#### EXERCISE GOAL:
Reproduce the part of the records that opens at their start and closes with the line containing "pixel 288 393", both ends included, renaming every "Target" as "Label" and leaving everything else unchanged. Leave the pictures out of your answer.

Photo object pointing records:
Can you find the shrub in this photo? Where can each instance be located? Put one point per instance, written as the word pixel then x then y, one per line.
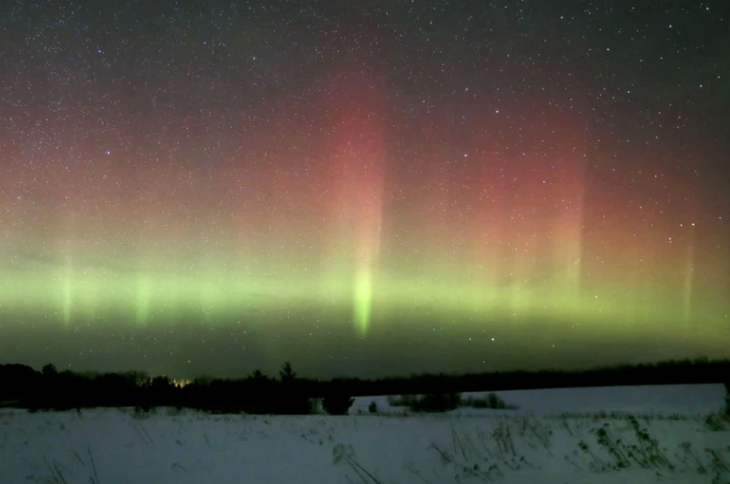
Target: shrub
pixel 337 403
pixel 373 407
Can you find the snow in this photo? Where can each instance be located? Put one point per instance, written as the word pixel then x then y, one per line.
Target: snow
pixel 552 439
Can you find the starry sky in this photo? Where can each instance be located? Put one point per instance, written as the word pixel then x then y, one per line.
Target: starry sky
pixel 363 188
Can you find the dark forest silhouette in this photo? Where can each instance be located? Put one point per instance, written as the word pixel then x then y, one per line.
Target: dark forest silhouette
pixel 22 386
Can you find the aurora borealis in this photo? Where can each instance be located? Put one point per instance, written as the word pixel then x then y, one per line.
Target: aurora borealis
pixel 363 188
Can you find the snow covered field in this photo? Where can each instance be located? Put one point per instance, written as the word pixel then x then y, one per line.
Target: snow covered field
pixel 557 436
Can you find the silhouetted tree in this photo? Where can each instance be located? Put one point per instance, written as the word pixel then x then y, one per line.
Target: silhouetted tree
pixel 337 403
pixel 49 371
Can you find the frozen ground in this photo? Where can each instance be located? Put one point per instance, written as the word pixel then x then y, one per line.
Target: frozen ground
pixel 668 439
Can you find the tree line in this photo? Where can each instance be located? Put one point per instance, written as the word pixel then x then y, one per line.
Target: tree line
pixel 288 393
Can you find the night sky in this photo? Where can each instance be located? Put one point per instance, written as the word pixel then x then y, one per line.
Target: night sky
pixel 363 188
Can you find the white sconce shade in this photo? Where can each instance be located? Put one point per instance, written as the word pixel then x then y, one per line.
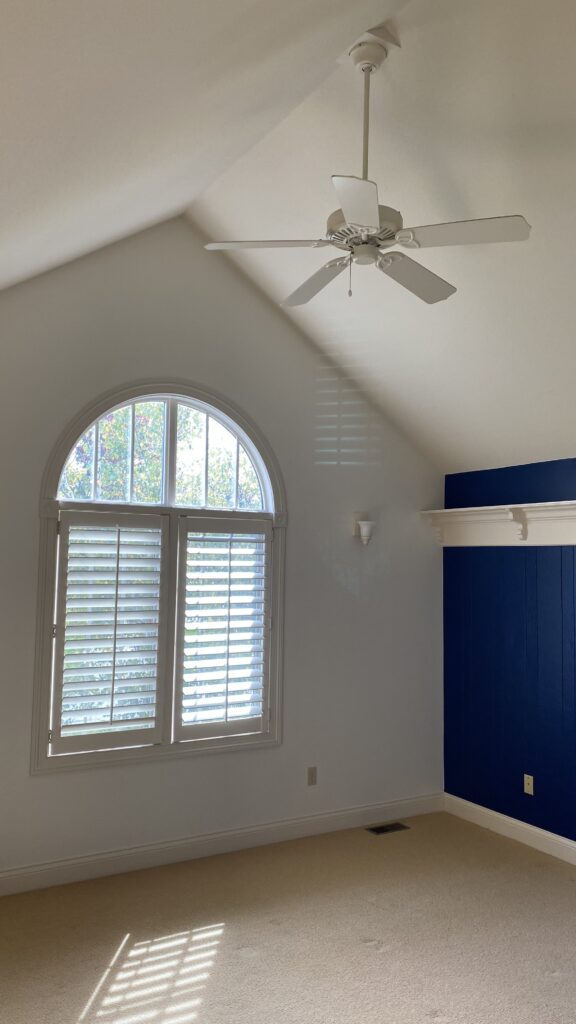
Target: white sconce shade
pixel 365 527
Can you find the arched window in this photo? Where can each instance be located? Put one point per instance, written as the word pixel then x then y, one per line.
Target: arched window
pixel 164 625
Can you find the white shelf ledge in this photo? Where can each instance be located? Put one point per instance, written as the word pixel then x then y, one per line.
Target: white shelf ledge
pixel 541 523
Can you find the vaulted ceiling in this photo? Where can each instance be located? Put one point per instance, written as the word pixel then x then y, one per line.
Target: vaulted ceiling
pixel 117 116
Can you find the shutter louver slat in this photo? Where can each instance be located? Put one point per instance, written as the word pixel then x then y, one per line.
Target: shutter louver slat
pixel 223 633
pixel 110 647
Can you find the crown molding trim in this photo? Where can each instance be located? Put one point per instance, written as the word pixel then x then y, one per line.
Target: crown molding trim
pixel 540 523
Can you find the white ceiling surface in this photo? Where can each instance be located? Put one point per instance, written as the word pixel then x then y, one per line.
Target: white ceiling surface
pixel 116 114
pixel 474 117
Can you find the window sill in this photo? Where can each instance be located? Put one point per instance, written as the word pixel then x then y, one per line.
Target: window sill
pixel 138 755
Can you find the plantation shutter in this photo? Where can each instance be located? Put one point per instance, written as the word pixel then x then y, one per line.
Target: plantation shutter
pixel 110 631
pixel 222 649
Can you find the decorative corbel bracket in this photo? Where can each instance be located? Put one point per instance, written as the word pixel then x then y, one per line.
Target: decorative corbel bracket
pixel 541 523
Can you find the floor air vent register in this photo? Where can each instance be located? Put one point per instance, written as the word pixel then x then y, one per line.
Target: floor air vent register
pixel 389 826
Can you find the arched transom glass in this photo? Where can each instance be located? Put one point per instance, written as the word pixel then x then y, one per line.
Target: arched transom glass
pixel 165 450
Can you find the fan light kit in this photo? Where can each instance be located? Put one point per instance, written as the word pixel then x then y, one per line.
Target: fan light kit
pixel 365 231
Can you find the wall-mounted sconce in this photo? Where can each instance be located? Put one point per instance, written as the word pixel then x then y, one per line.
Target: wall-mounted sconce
pixel 363 526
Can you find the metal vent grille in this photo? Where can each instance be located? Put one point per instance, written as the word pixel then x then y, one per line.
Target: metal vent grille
pixel 388 826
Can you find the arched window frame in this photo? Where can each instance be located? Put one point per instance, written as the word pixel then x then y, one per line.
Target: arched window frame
pixel 174 517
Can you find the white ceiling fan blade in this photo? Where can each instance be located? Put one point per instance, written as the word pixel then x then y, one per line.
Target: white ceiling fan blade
pixel 315 284
pixel 359 201
pixel 416 279
pixel 465 232
pixel 271 244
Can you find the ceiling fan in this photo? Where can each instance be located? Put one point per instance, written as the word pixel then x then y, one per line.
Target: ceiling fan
pixel 365 231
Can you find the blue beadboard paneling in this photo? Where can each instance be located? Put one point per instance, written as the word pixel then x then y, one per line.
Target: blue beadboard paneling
pixel 509 681
pixel 539 481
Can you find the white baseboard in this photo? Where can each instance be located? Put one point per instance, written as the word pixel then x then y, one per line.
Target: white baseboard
pixel 538 839
pixel 134 858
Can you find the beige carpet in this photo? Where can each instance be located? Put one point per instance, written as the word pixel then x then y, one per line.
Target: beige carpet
pixel 444 923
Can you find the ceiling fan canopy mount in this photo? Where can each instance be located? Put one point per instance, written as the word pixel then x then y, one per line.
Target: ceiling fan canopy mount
pixel 365 231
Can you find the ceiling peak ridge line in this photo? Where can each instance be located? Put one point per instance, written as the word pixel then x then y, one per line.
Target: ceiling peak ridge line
pixel 365 231
pixel 329 359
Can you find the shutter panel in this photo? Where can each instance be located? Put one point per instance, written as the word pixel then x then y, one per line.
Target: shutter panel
pixel 222 670
pixel 109 632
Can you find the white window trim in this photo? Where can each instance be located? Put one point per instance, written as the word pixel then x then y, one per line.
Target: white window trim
pixel 49 511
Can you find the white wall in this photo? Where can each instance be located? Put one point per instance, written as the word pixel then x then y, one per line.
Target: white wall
pixel 362 692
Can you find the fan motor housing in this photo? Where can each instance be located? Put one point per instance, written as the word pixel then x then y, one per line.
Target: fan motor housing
pixel 348 236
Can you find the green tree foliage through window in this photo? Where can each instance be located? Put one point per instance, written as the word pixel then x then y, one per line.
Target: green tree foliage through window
pixel 123 458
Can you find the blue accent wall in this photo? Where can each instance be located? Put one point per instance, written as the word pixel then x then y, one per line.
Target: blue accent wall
pixel 509 625
pixel 539 481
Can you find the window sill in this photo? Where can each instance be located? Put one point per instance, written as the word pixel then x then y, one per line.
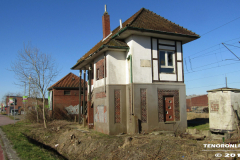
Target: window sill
pixel 170 122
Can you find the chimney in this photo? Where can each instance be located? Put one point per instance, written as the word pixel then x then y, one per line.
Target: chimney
pixel 106 23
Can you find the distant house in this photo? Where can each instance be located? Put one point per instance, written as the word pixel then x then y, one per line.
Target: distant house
pixel 19 104
pixel 136 75
pixel 197 103
pixel 64 94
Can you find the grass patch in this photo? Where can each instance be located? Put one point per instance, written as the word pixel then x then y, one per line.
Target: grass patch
pixel 200 127
pixel 25 149
pixel 12 117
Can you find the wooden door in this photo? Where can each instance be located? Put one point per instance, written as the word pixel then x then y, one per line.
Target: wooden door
pixel 169 109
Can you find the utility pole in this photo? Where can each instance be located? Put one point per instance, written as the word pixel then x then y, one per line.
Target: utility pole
pixel 24 97
pixel 29 85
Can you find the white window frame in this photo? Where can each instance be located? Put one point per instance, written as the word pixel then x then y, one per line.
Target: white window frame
pixel 166 61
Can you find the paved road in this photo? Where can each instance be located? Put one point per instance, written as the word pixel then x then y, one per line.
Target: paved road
pixel 4 120
pixel 7 147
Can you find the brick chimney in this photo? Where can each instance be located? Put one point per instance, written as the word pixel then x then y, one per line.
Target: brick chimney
pixel 106 23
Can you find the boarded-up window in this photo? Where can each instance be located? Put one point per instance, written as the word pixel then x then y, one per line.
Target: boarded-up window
pixel 66 92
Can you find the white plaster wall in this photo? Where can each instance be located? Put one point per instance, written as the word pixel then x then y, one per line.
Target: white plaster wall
pixel 179 51
pixel 154 45
pixel 163 41
pixel 168 77
pixel 97 83
pixel 223 119
pixel 166 47
pixel 155 70
pixel 141 49
pixel 129 42
pixel 179 68
pixel 116 67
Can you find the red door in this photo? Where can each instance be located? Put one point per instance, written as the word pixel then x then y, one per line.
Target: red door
pixel 169 111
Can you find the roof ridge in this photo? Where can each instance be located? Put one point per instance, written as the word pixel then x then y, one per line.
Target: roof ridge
pixel 170 21
pixel 141 10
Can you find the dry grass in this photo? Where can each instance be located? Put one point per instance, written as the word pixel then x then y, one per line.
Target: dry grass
pixel 192 115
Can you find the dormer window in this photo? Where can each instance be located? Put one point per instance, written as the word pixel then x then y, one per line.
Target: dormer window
pixel 167 61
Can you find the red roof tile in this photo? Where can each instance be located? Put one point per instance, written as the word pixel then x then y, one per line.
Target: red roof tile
pixel 69 81
pixel 143 19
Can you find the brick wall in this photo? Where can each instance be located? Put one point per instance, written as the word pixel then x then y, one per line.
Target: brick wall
pixel 100 69
pixel 199 101
pixel 61 101
pixel 30 104
pixel 161 94
pixel 100 95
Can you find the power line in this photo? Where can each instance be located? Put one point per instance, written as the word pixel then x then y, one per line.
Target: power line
pixel 203 54
pixel 212 67
pixel 214 46
pixel 219 26
pixel 212 76
pixel 211 85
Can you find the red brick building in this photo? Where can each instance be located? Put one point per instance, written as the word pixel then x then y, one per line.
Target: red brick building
pixel 29 105
pixel 198 101
pixel 65 93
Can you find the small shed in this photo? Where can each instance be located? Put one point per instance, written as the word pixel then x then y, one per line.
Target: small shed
pixel 223 109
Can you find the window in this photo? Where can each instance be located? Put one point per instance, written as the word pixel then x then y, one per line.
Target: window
pixel 97 74
pixel 66 92
pixel 167 60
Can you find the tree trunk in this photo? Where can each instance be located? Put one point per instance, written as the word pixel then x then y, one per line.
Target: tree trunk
pixel 44 120
pixel 37 111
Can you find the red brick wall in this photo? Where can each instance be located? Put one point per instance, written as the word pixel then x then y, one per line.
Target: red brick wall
pixel 199 101
pixel 101 68
pixel 100 95
pixel 31 102
pixel 61 100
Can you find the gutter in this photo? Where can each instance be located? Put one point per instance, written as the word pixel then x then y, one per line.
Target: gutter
pixel 131 75
pixel 103 46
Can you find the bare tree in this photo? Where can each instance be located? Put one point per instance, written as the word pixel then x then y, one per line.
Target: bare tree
pixel 35 94
pixel 36 67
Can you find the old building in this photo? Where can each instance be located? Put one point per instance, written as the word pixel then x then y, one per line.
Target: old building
pixel 223 109
pixel 64 94
pixel 197 103
pixel 136 74
pixel 30 104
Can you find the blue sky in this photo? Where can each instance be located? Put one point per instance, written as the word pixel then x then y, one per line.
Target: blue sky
pixel 68 29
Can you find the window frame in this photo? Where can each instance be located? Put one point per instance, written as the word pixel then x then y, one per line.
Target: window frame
pixel 173 66
pixel 64 92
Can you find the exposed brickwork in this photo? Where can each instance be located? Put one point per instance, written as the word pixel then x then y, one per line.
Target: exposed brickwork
pixel 117 106
pixel 143 105
pixel 106 25
pixel 61 101
pixel 214 107
pixel 31 102
pixel 100 69
pixel 100 95
pixel 161 94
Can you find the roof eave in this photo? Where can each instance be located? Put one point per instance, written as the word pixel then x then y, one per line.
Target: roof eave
pixel 100 49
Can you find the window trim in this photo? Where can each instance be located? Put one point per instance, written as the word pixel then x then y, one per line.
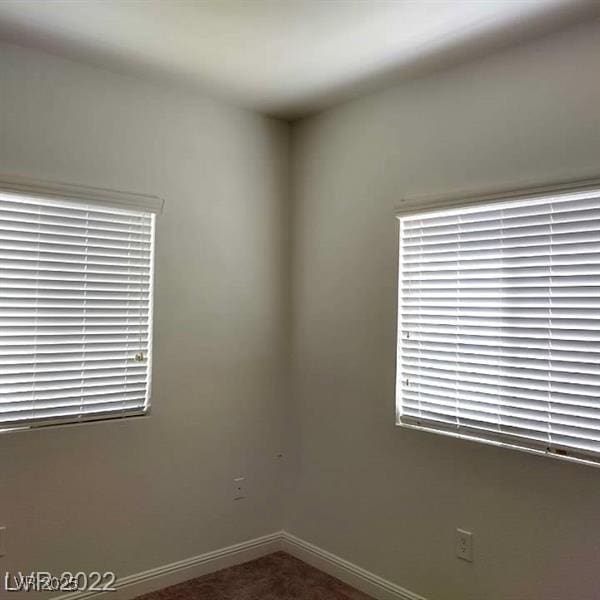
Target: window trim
pixel 423 204
pixel 46 189
pixel 103 197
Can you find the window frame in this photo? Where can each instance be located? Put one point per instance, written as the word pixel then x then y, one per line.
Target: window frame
pixel 425 204
pixel 74 194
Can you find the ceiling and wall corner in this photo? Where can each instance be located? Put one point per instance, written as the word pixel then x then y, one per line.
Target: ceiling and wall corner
pixel 278 246
pixel 284 58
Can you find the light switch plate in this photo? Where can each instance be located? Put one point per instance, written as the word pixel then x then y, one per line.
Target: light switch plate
pixel 464 545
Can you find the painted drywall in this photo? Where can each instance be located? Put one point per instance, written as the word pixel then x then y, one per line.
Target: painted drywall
pixel 386 498
pixel 139 493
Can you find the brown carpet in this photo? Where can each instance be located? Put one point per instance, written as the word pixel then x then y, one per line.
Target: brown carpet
pixel 277 576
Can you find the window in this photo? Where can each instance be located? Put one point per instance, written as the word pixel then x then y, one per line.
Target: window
pixel 75 309
pixel 499 322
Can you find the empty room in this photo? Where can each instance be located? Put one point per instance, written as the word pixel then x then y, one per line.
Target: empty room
pixel 300 299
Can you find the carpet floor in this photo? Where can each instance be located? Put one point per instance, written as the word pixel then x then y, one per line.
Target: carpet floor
pixel 277 576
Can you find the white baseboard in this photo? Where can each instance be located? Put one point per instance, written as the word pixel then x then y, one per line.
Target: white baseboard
pixel 132 586
pixel 353 575
pixel 135 585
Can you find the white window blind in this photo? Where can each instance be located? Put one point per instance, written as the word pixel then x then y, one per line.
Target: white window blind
pixel 75 310
pixel 499 322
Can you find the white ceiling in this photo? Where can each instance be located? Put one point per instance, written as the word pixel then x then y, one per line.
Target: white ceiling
pixel 283 57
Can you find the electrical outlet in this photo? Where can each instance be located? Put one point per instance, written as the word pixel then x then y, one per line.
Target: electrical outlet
pixel 464 545
pixel 239 488
pixel 2 540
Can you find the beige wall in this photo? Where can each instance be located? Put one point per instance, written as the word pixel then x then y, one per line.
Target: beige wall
pixel 386 498
pixel 136 494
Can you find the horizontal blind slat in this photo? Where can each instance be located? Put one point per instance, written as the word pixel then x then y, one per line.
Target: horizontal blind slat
pixel 499 320
pixel 75 298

#### REPLY TO THE TASK:
Can you find the shrub in this photo? Where can each instance be located? Put one point per instance, written as the word pixel then x then y, one per line.
Label: shrub
pixel 337 403
pixel 373 407
Can you find the snow in this photo? Where can each instance be located? Put one point per instance, written as the word pixel then x then y, one per line.
Label: snow
pixel 552 439
Can you find the starry sky in this photo? Where can each instance be located? Put one point per instance, written as the word pixel then x then y, one per line.
Label: starry sky
pixel 363 188
Can you find the dark forest silhouette in this photo? Where can each instance be located? Put one point per instance, written as the word pixel then x then y, one per line.
Label: dark forest silhouette
pixel 22 386
Can you find the aurora borealis in this photo? Where can each instance be located? Put one point per instance, written as the word pixel then x then y, one per line.
Label: aurora borealis
pixel 363 188
Can you find the snow covered field in this photo? Where can each instance be located? Put one point per instance, written as the word pixel then x then y, one per line.
Label: snow covered field
pixel 557 436
Can you find the silhouetted tree in this photo? Where can each instance be located? Put one point per instance, written as the word pixel then x then y, one per line.
Label: silhouetted tree
pixel 337 403
pixel 49 371
Can you find the frozen ground in this photo? Where can each instance be located? Put one point per instance, written as the word pixel then x then y, one per line.
Label: frozen ground
pixel 668 439
Can you find the tree line in this photo? Where can each instance be located? Put one point per instance, written as the word pixel then x then y, one per line.
Label: tree line
pixel 288 393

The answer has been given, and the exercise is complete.